§ **About this task**
Recast the lines from the one containing "Task: every <instance>" through the one containing "negative clicks: (559, 379)" as a Markdown table with two columns, Row and Line. Number each row and leave out any blank lines.

------------------------------------------------------------

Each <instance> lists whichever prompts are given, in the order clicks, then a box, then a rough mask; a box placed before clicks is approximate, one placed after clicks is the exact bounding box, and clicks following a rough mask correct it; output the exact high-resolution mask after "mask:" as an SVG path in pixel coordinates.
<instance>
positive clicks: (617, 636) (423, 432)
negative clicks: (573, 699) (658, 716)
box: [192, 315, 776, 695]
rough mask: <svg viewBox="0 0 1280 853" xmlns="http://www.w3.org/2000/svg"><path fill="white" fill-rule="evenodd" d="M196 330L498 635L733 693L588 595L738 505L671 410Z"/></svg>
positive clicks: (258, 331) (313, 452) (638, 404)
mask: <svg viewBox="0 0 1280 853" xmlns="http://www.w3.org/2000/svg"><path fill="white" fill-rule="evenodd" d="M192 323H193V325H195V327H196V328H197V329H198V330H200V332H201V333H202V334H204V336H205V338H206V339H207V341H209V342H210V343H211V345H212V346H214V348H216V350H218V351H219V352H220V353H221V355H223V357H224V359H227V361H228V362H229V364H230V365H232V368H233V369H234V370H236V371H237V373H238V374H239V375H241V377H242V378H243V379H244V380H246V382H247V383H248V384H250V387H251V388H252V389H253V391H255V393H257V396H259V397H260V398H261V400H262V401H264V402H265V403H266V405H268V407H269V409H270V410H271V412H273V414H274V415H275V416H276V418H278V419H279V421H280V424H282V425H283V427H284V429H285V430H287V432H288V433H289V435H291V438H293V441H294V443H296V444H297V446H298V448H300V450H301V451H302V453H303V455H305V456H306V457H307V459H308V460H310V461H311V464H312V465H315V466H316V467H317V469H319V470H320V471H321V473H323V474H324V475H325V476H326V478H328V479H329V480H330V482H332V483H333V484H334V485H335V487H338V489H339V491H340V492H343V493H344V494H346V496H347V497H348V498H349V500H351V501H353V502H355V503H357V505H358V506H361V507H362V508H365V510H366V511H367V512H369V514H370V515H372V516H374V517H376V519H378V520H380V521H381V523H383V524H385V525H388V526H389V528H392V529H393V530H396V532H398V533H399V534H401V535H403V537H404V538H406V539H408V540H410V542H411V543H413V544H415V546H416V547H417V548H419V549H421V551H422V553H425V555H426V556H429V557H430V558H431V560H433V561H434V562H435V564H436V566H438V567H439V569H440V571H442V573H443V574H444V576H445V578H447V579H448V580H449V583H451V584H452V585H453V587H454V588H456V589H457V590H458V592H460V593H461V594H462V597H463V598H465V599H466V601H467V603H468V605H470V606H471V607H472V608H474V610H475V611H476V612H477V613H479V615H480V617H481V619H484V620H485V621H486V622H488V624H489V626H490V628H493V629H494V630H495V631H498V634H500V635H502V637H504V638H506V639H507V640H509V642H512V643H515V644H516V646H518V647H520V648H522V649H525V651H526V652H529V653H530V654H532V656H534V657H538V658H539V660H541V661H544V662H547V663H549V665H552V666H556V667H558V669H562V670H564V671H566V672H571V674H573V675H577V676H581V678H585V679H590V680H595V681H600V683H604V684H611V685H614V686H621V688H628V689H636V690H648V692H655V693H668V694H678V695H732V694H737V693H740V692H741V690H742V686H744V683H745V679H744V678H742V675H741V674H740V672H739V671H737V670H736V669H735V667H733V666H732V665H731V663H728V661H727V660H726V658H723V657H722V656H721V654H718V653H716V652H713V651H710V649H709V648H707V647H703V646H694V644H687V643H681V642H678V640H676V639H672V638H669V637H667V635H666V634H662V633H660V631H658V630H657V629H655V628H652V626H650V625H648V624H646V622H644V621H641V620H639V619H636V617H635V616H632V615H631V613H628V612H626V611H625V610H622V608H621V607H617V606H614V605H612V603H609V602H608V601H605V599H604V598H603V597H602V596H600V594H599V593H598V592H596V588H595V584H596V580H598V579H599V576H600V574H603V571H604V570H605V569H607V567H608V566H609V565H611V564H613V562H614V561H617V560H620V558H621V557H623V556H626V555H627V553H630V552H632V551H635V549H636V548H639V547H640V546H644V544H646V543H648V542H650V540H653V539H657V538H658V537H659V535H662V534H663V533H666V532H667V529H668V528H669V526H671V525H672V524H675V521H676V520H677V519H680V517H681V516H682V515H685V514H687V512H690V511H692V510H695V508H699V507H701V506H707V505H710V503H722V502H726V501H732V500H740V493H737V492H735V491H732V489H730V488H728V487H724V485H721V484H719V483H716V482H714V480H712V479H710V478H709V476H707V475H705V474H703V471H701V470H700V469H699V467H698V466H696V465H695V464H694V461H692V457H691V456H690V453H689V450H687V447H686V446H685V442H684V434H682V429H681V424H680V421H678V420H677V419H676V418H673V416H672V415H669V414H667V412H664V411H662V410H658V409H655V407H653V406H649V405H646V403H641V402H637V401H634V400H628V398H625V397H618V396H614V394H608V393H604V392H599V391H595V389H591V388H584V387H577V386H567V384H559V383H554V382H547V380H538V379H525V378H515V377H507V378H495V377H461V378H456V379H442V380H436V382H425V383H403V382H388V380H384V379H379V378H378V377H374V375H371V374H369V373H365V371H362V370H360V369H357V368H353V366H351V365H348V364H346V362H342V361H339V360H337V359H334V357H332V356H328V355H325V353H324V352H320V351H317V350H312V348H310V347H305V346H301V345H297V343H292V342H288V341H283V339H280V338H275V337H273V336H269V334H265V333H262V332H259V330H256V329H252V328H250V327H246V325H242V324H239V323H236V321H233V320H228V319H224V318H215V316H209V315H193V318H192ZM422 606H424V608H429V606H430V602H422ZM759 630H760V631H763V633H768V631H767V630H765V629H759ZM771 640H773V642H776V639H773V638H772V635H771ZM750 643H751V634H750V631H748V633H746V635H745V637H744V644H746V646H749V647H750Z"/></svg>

------------------------------------------------------------

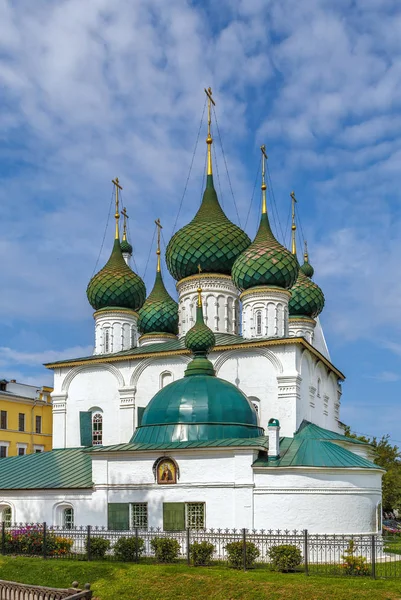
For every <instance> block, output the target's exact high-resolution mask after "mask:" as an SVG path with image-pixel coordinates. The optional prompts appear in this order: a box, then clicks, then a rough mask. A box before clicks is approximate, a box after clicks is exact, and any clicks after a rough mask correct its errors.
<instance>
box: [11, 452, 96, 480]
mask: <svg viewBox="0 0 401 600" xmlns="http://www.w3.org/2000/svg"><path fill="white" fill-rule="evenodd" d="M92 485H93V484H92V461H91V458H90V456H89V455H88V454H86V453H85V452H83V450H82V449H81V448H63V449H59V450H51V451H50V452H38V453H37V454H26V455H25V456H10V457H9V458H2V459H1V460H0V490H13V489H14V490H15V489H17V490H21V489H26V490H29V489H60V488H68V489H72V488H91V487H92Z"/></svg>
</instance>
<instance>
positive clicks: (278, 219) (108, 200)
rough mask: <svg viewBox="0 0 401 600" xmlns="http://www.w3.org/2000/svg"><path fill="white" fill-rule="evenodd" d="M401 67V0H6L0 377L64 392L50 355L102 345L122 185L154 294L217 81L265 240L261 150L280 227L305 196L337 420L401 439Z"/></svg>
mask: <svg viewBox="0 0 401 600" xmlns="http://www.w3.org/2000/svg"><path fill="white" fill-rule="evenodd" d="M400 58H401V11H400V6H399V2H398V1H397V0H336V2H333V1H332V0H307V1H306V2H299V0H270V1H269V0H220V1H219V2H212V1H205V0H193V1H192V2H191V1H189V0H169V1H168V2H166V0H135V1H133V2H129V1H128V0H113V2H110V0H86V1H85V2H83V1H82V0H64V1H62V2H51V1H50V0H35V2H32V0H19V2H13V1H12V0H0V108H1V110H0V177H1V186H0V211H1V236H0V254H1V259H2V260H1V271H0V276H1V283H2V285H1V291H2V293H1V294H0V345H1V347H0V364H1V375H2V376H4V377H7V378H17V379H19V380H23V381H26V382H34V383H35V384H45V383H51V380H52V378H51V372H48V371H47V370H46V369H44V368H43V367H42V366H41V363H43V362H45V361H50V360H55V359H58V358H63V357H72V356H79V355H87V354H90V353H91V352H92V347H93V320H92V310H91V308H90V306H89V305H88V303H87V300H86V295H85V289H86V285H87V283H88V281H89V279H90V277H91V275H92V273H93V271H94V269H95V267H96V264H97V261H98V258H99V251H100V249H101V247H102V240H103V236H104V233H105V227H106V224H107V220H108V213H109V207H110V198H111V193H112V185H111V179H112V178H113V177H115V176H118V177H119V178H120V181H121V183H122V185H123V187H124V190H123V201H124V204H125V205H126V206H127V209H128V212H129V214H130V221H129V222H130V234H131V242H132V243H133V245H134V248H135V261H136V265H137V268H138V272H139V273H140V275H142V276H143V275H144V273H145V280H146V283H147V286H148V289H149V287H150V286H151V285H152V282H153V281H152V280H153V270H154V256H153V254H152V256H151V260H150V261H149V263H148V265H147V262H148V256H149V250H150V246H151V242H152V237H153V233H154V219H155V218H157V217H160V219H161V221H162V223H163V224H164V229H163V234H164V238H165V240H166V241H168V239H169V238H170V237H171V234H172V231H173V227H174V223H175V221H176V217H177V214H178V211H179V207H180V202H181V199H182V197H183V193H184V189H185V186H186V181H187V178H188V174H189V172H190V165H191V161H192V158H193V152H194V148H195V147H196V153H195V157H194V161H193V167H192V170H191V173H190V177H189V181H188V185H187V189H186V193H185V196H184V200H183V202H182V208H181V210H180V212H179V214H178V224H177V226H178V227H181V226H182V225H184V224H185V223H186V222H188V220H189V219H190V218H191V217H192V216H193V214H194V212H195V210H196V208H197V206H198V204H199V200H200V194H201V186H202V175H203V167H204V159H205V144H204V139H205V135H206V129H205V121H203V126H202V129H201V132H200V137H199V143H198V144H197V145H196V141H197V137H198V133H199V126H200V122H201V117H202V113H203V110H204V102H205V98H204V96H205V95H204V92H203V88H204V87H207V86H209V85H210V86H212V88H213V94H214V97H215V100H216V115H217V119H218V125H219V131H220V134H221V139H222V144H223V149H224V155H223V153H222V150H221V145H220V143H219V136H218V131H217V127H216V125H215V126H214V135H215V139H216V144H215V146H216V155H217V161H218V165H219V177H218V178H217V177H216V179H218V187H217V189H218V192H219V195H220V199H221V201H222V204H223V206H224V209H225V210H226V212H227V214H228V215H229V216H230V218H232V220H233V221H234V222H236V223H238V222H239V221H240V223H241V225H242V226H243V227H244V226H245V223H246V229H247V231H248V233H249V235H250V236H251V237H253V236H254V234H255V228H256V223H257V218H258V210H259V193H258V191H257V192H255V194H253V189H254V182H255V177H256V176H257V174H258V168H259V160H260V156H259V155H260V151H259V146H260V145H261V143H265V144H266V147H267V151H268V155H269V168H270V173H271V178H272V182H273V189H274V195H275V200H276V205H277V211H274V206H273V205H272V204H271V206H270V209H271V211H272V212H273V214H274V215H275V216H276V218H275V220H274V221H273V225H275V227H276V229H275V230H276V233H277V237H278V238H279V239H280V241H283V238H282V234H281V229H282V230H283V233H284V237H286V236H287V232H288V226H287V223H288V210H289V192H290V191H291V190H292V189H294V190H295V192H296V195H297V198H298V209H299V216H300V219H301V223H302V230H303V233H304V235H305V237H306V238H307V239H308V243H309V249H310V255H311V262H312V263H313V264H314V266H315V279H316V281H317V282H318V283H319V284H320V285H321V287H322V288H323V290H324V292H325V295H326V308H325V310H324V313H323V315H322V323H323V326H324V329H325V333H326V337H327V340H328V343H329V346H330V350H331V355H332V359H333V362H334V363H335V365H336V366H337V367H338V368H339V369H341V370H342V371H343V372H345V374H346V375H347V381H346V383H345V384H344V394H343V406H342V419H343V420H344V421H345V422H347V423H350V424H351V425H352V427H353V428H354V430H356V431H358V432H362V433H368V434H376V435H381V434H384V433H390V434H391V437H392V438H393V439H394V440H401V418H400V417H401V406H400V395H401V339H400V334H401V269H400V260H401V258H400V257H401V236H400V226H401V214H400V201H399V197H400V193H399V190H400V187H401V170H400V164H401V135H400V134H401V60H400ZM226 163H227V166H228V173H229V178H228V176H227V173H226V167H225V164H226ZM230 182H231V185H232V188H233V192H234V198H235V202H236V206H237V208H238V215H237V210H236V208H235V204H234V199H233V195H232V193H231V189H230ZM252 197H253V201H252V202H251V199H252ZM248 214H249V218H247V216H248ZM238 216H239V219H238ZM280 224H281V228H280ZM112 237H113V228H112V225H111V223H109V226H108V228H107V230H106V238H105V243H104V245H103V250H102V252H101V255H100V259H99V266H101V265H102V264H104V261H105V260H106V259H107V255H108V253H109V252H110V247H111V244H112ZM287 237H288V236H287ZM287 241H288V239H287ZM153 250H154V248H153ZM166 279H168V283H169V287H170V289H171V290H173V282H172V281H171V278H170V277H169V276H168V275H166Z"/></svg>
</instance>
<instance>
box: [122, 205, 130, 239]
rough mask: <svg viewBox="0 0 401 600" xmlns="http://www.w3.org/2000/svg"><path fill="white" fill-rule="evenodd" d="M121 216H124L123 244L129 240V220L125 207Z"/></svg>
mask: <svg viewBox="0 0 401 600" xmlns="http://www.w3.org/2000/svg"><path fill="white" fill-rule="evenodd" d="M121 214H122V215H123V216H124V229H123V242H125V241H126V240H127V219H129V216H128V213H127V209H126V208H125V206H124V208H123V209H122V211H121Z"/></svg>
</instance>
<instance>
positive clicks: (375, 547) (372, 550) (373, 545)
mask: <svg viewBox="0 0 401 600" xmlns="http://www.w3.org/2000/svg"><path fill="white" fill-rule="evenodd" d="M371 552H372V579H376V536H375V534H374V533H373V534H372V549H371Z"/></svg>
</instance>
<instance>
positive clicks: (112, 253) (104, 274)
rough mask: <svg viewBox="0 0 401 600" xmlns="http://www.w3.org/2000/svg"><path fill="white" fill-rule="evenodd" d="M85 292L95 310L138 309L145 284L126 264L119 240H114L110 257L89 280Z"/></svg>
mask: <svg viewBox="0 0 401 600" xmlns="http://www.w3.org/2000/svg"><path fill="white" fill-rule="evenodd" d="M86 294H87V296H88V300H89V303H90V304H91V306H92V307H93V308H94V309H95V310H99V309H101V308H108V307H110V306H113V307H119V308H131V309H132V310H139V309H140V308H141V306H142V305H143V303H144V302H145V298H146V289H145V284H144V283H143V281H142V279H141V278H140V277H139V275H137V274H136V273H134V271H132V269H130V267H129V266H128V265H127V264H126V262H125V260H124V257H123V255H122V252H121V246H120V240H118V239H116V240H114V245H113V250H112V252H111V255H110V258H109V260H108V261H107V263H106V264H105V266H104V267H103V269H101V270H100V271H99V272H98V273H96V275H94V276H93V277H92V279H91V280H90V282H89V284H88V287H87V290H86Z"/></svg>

------------------------------------------------------------

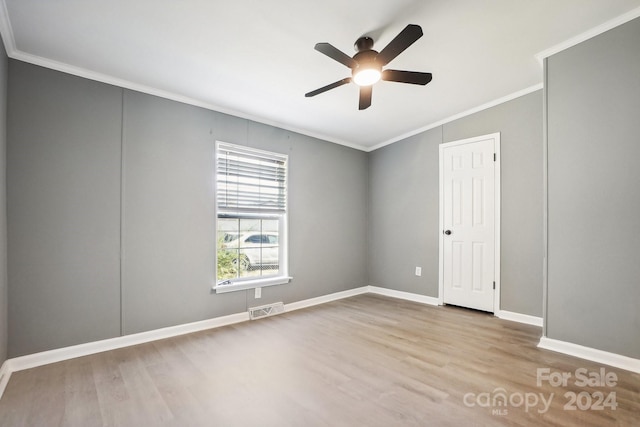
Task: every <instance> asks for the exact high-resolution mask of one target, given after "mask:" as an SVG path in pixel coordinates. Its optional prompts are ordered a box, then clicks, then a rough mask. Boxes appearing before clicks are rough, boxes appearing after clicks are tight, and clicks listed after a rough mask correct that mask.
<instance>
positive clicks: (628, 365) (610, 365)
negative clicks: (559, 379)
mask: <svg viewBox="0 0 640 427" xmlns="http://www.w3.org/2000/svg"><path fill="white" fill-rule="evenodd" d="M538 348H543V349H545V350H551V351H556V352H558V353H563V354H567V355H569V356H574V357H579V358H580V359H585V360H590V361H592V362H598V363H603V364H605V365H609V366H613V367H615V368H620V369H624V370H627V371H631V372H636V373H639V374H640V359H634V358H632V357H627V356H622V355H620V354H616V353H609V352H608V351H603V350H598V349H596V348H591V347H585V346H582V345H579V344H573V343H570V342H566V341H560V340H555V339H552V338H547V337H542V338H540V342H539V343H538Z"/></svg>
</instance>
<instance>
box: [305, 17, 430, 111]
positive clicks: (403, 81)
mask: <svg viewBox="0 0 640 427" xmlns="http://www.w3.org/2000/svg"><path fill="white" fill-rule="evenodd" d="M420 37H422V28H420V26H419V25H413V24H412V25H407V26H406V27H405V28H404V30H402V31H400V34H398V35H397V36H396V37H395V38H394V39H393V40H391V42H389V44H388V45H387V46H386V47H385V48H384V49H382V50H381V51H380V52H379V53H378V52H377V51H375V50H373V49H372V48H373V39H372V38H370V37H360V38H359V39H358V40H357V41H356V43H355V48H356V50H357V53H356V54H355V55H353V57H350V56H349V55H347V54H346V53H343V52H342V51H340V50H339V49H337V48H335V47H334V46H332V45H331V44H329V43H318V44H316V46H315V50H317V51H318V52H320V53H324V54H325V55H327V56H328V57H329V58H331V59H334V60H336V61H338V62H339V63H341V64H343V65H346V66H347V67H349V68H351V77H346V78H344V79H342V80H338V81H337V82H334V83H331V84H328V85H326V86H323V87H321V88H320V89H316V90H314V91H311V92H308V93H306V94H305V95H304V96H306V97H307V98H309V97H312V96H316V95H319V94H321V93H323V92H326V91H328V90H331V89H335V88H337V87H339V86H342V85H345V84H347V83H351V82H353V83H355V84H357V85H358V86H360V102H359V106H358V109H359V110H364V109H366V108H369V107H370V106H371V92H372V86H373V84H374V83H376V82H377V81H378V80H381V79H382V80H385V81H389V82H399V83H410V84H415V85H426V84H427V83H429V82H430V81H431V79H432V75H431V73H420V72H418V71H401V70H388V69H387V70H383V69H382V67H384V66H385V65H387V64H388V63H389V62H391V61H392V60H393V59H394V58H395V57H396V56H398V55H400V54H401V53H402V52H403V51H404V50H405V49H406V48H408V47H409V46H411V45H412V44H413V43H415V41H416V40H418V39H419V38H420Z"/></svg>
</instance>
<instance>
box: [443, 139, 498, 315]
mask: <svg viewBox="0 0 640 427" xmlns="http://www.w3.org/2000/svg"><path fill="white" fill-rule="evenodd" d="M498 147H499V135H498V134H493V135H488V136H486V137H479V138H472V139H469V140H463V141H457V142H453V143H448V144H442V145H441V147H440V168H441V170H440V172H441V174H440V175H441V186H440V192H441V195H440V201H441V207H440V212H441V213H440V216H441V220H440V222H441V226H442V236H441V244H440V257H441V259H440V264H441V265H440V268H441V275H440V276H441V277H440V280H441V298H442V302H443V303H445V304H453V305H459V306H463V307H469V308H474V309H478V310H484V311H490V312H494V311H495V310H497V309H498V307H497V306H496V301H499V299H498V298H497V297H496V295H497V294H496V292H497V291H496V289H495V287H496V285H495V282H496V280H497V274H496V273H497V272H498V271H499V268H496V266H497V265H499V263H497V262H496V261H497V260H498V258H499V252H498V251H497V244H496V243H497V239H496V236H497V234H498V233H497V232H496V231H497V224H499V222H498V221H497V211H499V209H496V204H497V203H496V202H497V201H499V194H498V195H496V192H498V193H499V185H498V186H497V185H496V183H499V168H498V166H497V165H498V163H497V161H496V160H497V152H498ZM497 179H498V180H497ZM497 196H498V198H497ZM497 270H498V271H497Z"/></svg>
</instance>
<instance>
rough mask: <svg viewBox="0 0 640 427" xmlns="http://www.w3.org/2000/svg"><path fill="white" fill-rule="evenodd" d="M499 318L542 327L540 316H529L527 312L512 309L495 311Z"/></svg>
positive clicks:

------------------------------------------------------------

§ **Task result**
| Row | Line |
|---|---|
| 1 | Task: every <instance> asks for the exact high-resolution mask of one target, given after "mask:" as an SVG path in pixel coordinates. Its optional prompts are ordered a box, then clicks, then a rough mask. Boxes appearing before clicks are rough, boxes appearing after clicks are tight, and clicks listed after a rough mask correct that mask. |
| 2 | <instance> |
| 3 | positive clicks: (628, 365) (610, 365) |
| 4 | negative clicks: (559, 379) |